■ Quoted text
>>>>

ROBERT RIEDEL: The midway, technically the Midway Plays On set, the Chicago fair, was a mile avenue of fun, instruction, frolic all rolled into one.

ED: At its heart was a 290 foot tall revolving wheel named after its inventor, George Ferris. The Ferris wheel, now a carnival staple, was the midway star attraction. But wait there’s more. Fair-goers could wander among a series of outdoor museums, ethnological villages that displayed people from around the globe. The term village wasn’t just a nice way to gloss over what was, in essence, a kind of human zoo, people lived there.

ROBERT RIEDEL: There’s an Algerian palace, a Tunis village. The African village was called the Dahomean Village after Dahomey. There are Chinese villages, a Javanese village. There are food concessions, there are breweries. There’s a German village, an Austrian village, Japanese bazaar. It’s just an extraordinarily lively place. And I guess it’s usually something that people, if they know about it, they think about what it looked like. But I think it’s so important to understand what it sounded like.

The music ranged from every quarter of the globe, although it’s interesting that time for most commentators, people from Africa and the Middle East didn’t play music so much has produce sound or noise. Music came from the Austrian village and the German village. There are no barriers. So the sounds intermix. The smells from the different [INAUDIBLE], the extraordinary cuisines from different places on the globe mingle. It was one of these just surround sound places where one could exercise all of the senses from sight to sound to touch, because in these ethnological villages it was not uncommon for visitors to go up and try to actually touch, sometimes quite inappropriately, people who were deemed as savages or primitives.

<<<<

■ Work to be completed
Answer these from the Chicago fair transcript:
(a) How tall was the revolving wheel at the heart of the midway?
(b) What name was given to the African village?
(c) Music came from which two villages?

■ Records provided
>>>>

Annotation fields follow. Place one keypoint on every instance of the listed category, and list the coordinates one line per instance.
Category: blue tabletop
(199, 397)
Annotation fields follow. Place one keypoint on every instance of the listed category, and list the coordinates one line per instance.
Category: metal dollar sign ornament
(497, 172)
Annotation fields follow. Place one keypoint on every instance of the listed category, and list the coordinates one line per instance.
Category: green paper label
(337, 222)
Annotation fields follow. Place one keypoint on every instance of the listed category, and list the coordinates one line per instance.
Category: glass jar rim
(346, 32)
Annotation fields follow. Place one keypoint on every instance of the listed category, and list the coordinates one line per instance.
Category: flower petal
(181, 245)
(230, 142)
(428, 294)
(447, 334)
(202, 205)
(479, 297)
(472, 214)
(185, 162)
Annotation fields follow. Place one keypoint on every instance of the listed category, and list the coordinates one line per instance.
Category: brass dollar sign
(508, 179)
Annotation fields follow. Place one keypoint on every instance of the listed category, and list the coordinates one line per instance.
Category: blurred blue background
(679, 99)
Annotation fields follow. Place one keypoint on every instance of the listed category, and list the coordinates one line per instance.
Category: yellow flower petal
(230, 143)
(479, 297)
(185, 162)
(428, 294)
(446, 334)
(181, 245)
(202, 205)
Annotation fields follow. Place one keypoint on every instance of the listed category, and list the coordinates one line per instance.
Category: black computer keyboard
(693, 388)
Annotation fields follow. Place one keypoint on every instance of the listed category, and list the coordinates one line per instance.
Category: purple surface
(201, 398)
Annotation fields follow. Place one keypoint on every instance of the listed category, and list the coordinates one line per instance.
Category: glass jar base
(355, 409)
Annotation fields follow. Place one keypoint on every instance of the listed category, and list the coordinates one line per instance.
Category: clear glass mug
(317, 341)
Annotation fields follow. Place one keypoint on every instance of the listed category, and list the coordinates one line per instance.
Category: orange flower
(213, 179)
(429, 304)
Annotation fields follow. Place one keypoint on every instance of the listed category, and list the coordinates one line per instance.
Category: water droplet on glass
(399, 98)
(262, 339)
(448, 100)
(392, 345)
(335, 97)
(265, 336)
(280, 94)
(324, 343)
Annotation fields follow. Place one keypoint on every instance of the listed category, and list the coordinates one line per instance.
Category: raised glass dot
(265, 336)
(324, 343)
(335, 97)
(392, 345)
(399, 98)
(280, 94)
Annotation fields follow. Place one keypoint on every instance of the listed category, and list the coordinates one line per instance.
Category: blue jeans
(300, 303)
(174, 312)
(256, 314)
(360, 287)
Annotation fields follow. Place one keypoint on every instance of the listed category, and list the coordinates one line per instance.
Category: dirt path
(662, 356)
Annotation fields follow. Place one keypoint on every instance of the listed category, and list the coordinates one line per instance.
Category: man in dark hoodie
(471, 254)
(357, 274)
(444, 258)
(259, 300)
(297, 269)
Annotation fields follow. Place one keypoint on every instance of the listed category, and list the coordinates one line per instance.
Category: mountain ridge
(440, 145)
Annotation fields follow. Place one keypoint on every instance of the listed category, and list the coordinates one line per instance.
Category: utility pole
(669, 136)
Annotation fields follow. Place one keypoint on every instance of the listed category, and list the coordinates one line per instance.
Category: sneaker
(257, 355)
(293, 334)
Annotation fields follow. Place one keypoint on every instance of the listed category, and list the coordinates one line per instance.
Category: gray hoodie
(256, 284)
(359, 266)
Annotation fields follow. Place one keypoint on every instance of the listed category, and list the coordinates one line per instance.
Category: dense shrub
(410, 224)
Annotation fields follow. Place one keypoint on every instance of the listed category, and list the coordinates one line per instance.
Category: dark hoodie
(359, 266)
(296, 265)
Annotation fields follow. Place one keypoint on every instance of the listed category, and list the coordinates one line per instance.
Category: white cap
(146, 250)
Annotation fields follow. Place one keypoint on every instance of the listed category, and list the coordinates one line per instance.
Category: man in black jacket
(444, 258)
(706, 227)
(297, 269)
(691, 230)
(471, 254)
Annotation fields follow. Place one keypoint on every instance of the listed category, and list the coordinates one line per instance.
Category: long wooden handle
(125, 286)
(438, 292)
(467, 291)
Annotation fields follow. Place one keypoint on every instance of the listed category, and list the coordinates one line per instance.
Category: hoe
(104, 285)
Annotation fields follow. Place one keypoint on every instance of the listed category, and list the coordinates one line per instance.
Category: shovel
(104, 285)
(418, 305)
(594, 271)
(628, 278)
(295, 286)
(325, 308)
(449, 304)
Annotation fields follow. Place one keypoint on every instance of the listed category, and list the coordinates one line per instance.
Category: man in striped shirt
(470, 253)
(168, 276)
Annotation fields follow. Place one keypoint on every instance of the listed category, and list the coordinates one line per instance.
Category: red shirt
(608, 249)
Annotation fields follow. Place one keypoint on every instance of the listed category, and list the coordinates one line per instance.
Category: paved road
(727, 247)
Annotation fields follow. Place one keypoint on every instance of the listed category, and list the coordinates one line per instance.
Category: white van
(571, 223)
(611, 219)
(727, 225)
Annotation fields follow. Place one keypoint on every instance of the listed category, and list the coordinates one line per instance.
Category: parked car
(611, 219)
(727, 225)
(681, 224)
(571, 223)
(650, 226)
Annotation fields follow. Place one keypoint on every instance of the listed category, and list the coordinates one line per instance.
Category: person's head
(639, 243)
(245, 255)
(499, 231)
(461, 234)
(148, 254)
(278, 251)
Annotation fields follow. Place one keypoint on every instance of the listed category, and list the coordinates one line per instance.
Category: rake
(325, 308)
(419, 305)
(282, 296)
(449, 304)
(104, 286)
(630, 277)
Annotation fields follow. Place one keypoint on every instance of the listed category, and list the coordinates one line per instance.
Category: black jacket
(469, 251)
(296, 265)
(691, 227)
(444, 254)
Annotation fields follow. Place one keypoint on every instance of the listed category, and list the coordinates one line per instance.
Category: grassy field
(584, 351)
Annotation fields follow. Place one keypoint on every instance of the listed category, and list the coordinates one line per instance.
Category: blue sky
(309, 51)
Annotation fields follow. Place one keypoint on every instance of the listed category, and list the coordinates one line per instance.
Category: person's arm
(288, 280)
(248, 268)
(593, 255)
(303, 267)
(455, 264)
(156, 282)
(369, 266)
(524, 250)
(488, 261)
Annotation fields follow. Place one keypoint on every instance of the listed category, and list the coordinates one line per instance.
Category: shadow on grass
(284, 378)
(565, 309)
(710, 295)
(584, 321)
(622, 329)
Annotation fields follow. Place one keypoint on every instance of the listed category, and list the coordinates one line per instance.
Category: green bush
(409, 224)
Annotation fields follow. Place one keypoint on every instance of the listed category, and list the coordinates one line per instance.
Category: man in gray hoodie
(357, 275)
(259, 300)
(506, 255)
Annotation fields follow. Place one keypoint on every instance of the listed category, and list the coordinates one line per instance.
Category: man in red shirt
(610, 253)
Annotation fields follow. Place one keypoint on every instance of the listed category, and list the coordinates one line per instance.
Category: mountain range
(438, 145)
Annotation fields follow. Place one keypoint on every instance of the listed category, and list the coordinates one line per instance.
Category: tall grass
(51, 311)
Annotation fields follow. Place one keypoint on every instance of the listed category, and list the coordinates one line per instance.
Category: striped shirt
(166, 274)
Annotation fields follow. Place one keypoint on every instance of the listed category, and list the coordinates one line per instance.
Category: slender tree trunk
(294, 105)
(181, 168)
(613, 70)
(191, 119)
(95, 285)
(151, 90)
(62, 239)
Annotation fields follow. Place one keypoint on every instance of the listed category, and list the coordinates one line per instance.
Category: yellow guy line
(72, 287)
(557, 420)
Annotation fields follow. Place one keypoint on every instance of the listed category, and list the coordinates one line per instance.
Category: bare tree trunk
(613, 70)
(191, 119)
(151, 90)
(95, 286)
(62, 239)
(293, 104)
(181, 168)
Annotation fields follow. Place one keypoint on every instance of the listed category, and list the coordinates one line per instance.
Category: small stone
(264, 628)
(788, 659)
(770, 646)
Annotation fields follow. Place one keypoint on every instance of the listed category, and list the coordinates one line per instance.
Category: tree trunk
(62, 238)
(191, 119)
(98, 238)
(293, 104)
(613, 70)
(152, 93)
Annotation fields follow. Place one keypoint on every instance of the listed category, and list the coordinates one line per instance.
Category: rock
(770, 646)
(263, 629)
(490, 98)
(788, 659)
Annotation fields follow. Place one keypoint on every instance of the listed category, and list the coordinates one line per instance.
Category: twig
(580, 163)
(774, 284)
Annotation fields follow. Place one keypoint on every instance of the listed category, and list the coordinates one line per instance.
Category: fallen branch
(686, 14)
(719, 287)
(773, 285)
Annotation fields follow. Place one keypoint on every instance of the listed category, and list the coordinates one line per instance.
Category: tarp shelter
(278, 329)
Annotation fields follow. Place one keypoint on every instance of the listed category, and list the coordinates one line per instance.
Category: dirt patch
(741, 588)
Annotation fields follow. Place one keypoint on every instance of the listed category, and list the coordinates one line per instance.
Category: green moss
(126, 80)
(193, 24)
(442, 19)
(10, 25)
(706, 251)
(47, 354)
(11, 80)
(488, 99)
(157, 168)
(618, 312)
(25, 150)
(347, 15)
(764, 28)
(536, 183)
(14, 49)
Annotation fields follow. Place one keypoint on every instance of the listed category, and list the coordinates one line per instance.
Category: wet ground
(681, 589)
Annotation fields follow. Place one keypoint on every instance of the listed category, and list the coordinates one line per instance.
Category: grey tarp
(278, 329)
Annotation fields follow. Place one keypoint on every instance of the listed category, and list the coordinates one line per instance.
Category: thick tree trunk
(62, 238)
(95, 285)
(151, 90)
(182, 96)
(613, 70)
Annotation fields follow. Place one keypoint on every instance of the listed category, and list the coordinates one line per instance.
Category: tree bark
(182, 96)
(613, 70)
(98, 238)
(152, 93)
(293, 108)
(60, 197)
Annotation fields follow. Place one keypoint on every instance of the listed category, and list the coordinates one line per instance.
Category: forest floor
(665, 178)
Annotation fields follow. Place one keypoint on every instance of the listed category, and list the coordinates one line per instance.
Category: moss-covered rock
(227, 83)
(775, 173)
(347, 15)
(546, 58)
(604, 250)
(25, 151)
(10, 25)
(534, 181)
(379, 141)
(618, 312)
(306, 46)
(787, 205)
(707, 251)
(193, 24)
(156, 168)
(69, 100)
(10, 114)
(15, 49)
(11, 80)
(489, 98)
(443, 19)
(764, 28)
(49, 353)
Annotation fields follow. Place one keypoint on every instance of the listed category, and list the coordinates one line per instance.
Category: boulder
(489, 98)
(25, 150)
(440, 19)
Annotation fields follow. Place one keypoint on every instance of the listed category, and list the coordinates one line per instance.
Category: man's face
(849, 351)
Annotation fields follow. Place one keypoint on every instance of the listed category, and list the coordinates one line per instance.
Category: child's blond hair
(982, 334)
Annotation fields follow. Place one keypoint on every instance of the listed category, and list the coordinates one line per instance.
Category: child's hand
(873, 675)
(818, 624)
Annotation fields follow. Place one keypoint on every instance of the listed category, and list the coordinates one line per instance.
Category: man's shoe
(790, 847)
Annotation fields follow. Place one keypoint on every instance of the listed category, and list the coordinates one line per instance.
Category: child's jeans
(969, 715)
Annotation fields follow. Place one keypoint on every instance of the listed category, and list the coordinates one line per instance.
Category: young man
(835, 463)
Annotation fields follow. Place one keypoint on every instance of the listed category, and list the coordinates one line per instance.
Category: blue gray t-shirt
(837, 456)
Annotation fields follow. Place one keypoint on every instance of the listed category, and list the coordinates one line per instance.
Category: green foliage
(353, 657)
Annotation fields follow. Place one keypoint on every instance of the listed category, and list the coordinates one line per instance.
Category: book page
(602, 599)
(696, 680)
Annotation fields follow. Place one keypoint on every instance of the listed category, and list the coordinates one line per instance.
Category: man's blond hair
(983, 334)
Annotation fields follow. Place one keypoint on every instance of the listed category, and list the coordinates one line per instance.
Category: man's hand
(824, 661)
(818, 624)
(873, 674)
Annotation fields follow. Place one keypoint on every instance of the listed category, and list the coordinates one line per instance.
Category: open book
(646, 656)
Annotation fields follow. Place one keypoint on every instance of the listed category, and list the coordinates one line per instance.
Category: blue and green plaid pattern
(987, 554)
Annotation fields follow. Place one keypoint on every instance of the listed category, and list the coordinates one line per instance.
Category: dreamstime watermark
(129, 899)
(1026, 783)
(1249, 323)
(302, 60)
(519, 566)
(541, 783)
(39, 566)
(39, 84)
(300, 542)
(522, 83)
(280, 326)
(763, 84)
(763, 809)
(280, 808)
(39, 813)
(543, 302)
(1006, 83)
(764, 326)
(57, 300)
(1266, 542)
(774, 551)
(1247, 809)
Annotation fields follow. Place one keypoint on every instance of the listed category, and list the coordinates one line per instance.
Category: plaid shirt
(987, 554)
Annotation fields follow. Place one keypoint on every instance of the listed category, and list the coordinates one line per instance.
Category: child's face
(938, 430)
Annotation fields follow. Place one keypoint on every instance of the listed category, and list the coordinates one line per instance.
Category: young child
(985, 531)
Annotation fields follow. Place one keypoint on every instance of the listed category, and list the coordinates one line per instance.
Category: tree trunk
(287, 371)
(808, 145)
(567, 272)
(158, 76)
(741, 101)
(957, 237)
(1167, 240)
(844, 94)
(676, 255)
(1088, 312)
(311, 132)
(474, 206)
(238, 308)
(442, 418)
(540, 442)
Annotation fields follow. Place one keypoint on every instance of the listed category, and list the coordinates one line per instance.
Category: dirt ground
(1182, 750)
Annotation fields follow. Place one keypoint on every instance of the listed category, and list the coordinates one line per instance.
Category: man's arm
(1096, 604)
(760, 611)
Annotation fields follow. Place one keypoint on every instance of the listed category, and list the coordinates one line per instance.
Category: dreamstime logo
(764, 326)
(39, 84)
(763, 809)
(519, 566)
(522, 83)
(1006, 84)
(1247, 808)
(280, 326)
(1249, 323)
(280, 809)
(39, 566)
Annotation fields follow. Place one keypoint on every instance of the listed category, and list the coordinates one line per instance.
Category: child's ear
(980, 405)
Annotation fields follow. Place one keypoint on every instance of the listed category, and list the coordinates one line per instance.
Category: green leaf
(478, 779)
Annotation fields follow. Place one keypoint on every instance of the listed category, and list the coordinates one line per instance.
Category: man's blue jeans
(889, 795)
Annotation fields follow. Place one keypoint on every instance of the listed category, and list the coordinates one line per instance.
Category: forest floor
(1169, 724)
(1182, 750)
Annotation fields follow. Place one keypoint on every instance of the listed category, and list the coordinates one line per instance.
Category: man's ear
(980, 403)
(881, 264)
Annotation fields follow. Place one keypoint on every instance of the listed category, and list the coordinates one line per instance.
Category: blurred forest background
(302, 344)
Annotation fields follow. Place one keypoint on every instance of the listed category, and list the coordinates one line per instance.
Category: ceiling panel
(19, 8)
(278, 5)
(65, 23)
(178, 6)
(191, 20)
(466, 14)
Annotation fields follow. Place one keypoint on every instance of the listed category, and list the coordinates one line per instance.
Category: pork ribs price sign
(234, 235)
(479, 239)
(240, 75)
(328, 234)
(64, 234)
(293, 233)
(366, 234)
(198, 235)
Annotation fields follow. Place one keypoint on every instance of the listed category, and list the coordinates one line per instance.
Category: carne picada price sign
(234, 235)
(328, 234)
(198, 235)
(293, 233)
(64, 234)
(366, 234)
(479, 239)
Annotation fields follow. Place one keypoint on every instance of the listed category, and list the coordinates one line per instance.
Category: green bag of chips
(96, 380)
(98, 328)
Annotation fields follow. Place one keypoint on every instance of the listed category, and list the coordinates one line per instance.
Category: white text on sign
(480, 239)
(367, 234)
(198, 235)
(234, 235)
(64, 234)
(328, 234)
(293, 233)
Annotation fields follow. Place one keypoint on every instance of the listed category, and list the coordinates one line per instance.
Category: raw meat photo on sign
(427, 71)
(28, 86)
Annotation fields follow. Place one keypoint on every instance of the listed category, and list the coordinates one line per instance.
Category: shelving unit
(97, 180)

<<<<

■ Solution below
(a) 290 feet
(b) The Dahomean Village
(c) The Austrian village and the German village